*Task instructions:*
Turn the lines of the items into a numbered list, starting at the line that contains "segment the crossbuck sign post" and ending at the last line of the items. Leave out blank lines.

*Supplied material:*

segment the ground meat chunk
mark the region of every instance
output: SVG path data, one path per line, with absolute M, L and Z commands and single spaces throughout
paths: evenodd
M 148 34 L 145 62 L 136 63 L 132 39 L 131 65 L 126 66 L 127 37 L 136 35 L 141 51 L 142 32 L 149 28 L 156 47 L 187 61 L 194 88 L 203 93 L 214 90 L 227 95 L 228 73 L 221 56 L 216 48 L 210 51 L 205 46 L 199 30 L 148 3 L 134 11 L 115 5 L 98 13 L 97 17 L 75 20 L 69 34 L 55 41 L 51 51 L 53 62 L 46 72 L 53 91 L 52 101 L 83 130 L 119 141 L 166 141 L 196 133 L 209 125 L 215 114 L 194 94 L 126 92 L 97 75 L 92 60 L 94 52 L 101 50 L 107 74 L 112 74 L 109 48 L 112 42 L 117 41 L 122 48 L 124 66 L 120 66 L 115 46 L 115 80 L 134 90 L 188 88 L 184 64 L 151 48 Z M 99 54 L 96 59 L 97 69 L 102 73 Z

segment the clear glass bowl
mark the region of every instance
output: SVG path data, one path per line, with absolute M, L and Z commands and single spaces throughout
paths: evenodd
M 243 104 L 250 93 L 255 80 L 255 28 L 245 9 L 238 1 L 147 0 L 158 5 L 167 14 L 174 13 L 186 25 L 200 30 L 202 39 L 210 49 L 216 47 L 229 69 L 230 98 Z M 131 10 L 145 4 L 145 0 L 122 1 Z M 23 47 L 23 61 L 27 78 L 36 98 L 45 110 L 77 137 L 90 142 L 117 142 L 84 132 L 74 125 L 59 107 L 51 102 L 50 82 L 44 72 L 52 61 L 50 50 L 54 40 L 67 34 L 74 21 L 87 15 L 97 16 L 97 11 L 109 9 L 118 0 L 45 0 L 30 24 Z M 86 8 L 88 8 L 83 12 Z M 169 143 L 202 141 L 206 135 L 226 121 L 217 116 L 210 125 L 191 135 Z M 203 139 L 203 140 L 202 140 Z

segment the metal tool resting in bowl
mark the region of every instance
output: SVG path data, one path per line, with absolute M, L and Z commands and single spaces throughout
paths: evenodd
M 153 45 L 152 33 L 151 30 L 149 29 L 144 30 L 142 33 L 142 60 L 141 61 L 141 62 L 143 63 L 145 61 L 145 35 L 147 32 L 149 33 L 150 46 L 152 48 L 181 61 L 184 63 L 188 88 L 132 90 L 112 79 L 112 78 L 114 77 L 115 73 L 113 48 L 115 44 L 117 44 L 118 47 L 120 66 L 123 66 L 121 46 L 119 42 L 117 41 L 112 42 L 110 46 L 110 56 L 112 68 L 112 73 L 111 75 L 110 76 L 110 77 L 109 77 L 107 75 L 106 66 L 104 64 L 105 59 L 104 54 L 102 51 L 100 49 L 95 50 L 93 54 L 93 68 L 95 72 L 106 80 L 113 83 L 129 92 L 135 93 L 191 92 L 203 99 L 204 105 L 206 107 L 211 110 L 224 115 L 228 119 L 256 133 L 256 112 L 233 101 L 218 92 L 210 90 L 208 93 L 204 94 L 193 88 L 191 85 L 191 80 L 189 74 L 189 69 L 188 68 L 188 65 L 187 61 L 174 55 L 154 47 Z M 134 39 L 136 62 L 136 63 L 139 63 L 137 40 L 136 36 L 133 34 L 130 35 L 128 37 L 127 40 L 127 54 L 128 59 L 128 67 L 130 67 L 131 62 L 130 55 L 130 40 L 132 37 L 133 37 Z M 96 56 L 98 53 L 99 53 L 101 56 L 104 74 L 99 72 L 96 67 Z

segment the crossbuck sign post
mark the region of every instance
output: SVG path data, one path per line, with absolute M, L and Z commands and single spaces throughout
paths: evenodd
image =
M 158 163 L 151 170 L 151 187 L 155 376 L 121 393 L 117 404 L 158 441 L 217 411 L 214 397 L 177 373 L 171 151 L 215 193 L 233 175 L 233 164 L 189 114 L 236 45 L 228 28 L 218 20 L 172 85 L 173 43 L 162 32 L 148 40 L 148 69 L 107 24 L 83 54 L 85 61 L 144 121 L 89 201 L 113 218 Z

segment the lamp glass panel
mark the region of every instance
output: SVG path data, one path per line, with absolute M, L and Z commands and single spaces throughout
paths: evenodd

*Solution to the problem:*
1. segment the crossbuck sign post
2. mark the region of every instance
3. output: SVG path data, one path per line, with absolute M, L and Z commands and single spaces throughout
4. paths: evenodd
5. image =
6. M 158 163 L 151 170 L 151 187 L 155 376 L 121 393 L 117 404 L 158 441 L 217 411 L 214 397 L 177 373 L 171 151 L 215 193 L 233 175 L 233 164 L 189 114 L 236 45 L 228 28 L 218 20 L 172 85 L 173 43 L 162 32 L 148 40 L 148 69 L 107 24 L 83 54 L 85 61 L 144 121 L 89 201 L 113 218 Z
7. segment the lamp glass panel
8. mark the region of every instance
9. output: SVG path data, one path per line, with absolute M, L and Z commands and single spaces throughout
10. paths: evenodd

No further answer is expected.